The organisation said it had independently verified 33 cases and cited another prisoner who claimed that at least 130 inmates were known to have recovered from the virus.
“This brutal and coordinated attack on political prisoners is the largest since March 2015 and is clearly a response to growing public anger at their failure to control the spread of coronavirus through Bahrain’s prisons,” said Sayed Ahmed Alwadaei, director of BIRD, in a statement.
“The families of those injured during the attack are beset with worry at the fate of their loved ones; Bahrain must immediately clarify their whereabouts and permit them to call their relatives.”
'Chaos and violence'
In a statement released shortly after the incident, the Bahrain Interior Ministry said "security and legal procedures were taken today against [prisoners], in which they were involved in chaos and violence against police personnel”.
Dozens of detainees, including long-term political prisoners, have already been released in the kingdom following protests by their families over the spread of Covid-19.
They said officials had vowed to release 126 prisoners and 73 other detainees but only 166 had walked out so far from the jail in Faw, in the east of the country, including Mohamed Jawad, 75, an uncle of prominent rights activist Nabeel Rajab who has spent 10 years behind bars.
Electronic tags will be attached to those released as they serve out the rest of their terms, activists said.

Natural-language object grounding records
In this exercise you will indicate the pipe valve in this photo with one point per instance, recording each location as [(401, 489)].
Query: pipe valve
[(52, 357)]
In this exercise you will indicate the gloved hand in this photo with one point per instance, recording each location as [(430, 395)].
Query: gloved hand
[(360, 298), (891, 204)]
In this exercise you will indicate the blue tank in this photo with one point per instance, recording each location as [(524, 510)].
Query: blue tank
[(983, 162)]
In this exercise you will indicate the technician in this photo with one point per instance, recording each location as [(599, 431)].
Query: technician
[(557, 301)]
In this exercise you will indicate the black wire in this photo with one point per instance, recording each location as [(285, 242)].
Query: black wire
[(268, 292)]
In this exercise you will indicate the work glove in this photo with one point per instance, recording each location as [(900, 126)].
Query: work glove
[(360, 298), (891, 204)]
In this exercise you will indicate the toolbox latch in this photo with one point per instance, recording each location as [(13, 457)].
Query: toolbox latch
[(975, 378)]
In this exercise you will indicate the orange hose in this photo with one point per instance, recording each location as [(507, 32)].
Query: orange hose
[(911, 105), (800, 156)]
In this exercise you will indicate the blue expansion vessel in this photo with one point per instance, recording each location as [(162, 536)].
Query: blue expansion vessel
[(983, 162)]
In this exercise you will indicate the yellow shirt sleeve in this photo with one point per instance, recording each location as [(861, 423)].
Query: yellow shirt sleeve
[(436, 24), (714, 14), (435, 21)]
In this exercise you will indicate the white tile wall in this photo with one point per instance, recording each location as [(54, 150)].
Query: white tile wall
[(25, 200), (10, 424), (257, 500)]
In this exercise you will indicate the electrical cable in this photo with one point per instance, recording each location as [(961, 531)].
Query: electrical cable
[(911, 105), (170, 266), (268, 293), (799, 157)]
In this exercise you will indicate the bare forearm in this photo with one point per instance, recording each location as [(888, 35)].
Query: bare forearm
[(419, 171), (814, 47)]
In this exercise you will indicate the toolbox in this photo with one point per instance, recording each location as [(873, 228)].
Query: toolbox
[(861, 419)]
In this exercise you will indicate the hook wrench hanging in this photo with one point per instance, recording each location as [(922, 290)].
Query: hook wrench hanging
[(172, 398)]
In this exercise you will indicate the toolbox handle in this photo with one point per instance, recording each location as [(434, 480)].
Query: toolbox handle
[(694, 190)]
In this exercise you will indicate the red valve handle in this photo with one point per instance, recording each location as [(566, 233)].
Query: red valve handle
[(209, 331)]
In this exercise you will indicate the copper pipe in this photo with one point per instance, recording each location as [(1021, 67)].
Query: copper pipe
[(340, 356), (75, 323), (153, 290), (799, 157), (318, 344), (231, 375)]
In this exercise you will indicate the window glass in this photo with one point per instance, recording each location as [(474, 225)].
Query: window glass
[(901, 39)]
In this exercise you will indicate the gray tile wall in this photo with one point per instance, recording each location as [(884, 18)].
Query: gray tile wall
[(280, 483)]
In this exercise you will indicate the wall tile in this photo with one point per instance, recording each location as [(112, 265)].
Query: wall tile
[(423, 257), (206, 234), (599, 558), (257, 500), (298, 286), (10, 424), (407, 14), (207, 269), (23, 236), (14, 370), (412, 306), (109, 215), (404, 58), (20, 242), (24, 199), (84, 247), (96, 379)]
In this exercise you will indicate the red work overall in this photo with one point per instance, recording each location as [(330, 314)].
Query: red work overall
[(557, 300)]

[WHAT IS REQUIRED] From the passage on Bahrain's prisons, write out the portion that begins at the words "They said officials" and stops after the words "terms, activists said.". The records have no connection to the passage on Bahrain's prisons.

[PROBLEM SOLUTION]
They said officials had vowed to release 126 prisoners and 73 other detainees but only 166 had walked out so far from the jail in Faw, in the east of the country, including Mohamed Jawad, 75, an uncle of prominent rights activist Nabeel Rajab who has spent 10 years behind bars.
Electronic tags will be attached to those released as they serve out the rest of their terms, activists said.